Exercise
Collect every line of the records that contains the string "blurred", matching case exactly.

Dataset records
──────────────────────────────
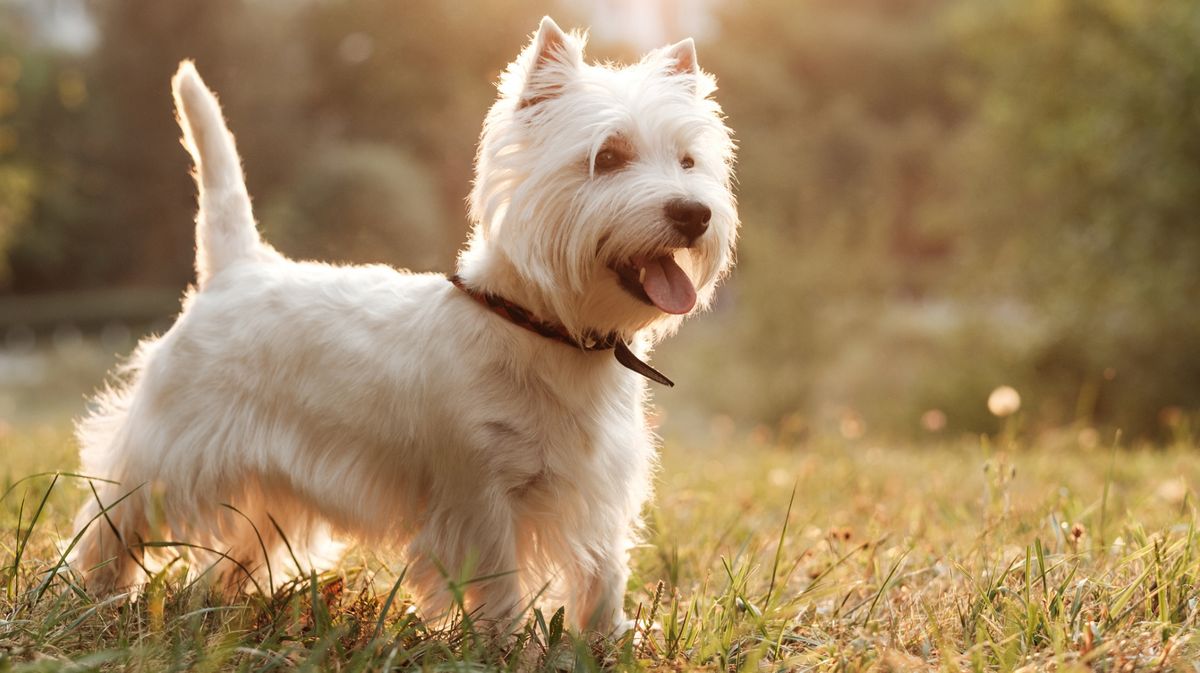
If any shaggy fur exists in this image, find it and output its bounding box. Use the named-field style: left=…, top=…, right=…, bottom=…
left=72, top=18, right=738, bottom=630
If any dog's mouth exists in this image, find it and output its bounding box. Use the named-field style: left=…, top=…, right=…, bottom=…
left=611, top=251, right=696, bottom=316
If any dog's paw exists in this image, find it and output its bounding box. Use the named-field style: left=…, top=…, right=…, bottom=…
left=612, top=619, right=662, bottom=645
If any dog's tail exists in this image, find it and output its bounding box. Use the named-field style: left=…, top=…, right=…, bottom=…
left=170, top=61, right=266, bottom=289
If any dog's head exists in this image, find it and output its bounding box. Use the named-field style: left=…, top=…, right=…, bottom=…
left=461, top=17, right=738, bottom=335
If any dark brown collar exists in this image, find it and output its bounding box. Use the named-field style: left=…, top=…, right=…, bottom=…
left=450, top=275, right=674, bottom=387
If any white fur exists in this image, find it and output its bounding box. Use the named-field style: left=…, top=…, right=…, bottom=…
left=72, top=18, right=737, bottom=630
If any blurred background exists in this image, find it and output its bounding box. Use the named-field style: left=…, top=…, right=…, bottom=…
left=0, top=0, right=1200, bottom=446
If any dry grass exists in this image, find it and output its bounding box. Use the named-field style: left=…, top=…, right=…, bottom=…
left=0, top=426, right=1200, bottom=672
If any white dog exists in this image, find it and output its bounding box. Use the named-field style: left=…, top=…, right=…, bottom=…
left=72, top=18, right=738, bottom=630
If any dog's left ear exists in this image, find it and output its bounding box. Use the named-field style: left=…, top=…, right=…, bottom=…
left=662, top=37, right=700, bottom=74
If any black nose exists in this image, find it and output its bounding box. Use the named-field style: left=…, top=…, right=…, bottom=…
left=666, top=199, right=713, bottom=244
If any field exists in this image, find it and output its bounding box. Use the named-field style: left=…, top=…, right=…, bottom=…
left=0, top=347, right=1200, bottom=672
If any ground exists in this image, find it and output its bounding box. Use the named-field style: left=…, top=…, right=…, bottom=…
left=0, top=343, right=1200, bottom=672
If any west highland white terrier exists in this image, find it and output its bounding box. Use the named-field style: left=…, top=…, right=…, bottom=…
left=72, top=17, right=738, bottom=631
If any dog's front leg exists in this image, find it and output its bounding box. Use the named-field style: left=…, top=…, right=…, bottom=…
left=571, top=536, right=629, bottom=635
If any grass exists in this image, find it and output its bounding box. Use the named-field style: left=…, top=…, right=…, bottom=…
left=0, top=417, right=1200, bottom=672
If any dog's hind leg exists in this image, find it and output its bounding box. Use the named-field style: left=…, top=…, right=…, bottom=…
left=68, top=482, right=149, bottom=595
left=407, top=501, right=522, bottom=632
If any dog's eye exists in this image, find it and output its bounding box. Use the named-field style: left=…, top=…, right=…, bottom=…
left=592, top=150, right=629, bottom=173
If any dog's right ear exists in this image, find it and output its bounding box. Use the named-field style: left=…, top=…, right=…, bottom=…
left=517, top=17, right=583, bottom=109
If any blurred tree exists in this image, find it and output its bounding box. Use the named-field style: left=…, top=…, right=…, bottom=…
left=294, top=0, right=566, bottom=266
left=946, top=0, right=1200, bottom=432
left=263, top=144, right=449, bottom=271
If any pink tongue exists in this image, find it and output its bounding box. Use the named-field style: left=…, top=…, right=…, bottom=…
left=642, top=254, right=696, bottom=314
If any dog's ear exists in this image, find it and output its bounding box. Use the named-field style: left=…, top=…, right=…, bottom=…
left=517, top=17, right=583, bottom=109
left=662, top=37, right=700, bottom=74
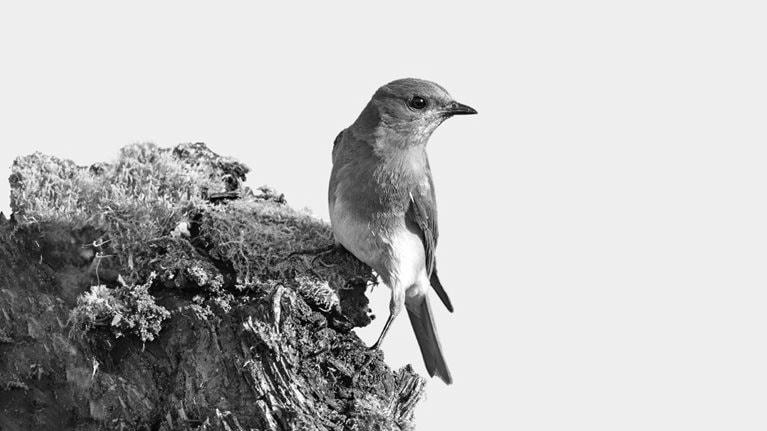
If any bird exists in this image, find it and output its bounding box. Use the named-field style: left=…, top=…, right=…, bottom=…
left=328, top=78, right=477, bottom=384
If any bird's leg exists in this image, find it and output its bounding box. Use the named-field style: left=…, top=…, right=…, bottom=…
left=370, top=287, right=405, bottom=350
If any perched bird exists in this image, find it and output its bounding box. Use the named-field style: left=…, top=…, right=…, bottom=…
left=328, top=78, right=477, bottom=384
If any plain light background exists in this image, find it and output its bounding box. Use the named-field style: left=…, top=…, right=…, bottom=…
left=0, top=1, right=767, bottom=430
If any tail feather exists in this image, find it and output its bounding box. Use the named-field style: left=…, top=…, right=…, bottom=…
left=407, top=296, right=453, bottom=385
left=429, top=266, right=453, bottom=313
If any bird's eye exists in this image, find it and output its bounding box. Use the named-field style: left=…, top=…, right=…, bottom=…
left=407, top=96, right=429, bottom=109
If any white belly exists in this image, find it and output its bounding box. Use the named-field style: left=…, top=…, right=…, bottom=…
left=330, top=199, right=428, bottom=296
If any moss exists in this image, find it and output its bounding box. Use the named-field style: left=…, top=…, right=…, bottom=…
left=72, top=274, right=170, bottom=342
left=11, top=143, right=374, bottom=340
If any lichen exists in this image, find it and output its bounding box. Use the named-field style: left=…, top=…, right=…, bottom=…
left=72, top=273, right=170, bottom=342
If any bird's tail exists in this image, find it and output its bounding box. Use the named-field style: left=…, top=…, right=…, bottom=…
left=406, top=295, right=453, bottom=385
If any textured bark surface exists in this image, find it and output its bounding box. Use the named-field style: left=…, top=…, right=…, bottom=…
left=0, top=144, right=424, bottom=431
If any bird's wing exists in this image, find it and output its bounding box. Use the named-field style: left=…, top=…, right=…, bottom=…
──────────────────────────────
The answer
If any blurred background exists in this image, find it and output its bounding box. Use the named-field style: left=…, top=…, right=…, bottom=…
If any blurred tree exists in this image, find it and output its bounding box. Use the named-field style: left=…, top=…, right=…, bottom=…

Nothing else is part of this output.